===== 选读段落 =====

在K8S集群中部署EFK日志收集

发布于:2025-05-15 ⋅ 阅读:(17) ⋅ 点赞:(0)

引言

  • 系统版本为 Centos7.9
  • 内核版本为 6.3.5-1.el7
  • K8S版本为 v1.26.14
  • ES官网
  • 本次部署已经尽量避免踩坑,直接使用官方的方法有点问题。

环境准备

  • 准备ceph存储或者nfs存储
  • NFS存储安装方法
  • 本次安装使用官方ECK方式部署 EFK(老版本,7.17.3。 现存的生产环境版本基本都是这个版本。)
  • 增加RBAC权限和日志模板相关内容方便在输出日志的时候添加K8S相关内容

安装自定义资源

kubectl create -f https://download.elastic.co/downloads/eck/1.7.1/crds.yaml
kubectl apply -f https://download.elastic.co/downloads/eck/1.7.1/operator.yaml

部署Elasticsearch

apiVersion: elasticsearch.k8s.elastic.co/v1
kind: Elasticsearch
metadata:
  name: quickstart
  namespace: elastic-system
spec:
  version: 7.17.3
  nodeSets:
  - name: masters
    count: 1
    config:
      node.roles: ["master"]
      xpack.ml.enabled: true
    podTemplate:
      spec:
        initContainers:
        - name: sysctl
          securityContext:
            privileged: true
            runAsUser: 0
          command: ['sh', '-c', 'sysctl -w vm.max_map_count=262144']
    volumeClaimTemplates:
    - metadata:
        name: elasticsearch-data
      spec:
        storageClassName: nfs-dynamic
        accessModes:
        - ReadWriteOnce
        resources:
          requests:
            storage: 10Gi
  - name: data
    count: 1
    config:
      node.roles: ["data", "ingest", "ml", "transform"]
    podTemplate:
      spec:
        initContainers:
        - name: sysctl
          securityContext:
            privileged: true
            runAsUser: 0
          command: ['sh', '-c', 'sysctl -w vm.max_map_count=262144']
    volumeClaimTemplates:
    - metadata:
        name: elasticsearch-data
      spec:
        storageClassName: nfs-dynamic
        accessModes:
        - ReadWriteOnce
        resources:
          requests:
            storage: 50Gi

生产环境建议按照下面的方式配置,我这个是测试环境怎么省事怎么来。

Master 节点与 Data 节点的区别

特性 Master 节点 Data 节点
核心职责 管理集群元数据(如索引、分片分配、节点状态) 存储数据(主分片和副本分片),执行读写操作(搜索、聚合)
配置中的角色定义 node.roles: ["master"] node.roles: ["data", "ingest", "ml", "transform"]
资源需求 低 CPU/内存(轻量级元数据管理) 高 CPU/内存/磁盘(处理数据和计算)
高可用性要求 必须冗余(生产环境至少 3 个,避免脑裂) 可水平扩展(根据数据量和负载动态增减)

===== 采集数据 =====

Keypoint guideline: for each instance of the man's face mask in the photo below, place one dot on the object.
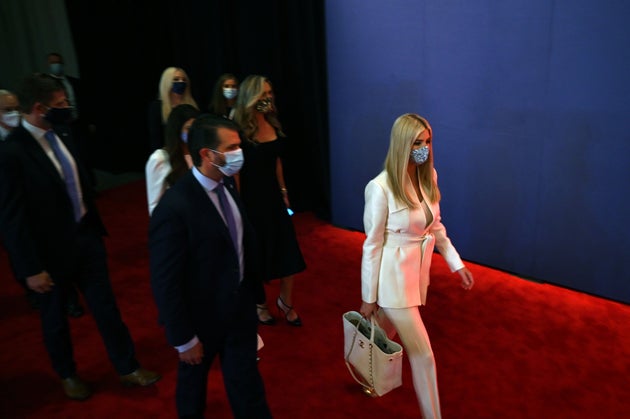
(233, 162)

=====

任务要求 —
请接着写这篇在K8S集群中部署EFK日志收集的文章，从最后一行之后往下写。

回答如下 —
示例场景 集群协调、分片分配、状态维护 文档写入、搜索请求处理、机器学习任务

生产优化建议

Master 节点配置优化

nodeSets:
- name: masters
  count: 3  # 生产环境至少部署 3 个
  config:
    node.roles: ["master"]
  # 禁用非必要功能(节省资源)
    xpack.ml.enabled: false

Data 节点角色分离

- name: data-only
  count: 2
  config:
    node.roles: ["data"]  # 专注数据存储

- name: ingest
  count: 2
  config:
    node.roles: ["ingest"]  # 专用写入节点

- name: ml
  count: 1
  config:
    node.roles: ["ml", "transform"]  # 独立计算节点

安装好以后测试ES是否正常

## 打开两个终端测试或者后台运行一个命令。
kubectl port-forward -n elastic-system services/quickstart-es-http 9200

## 获取密码
PASSWORD=$(kubectl get secret -n elastic-system quickstart-es-elastic-user -o go-template='{{.data.elastic | base64decode}}')

## 访问一下测试
curl -u "elastic:$PASSWORD" -k "https://localhost:9200"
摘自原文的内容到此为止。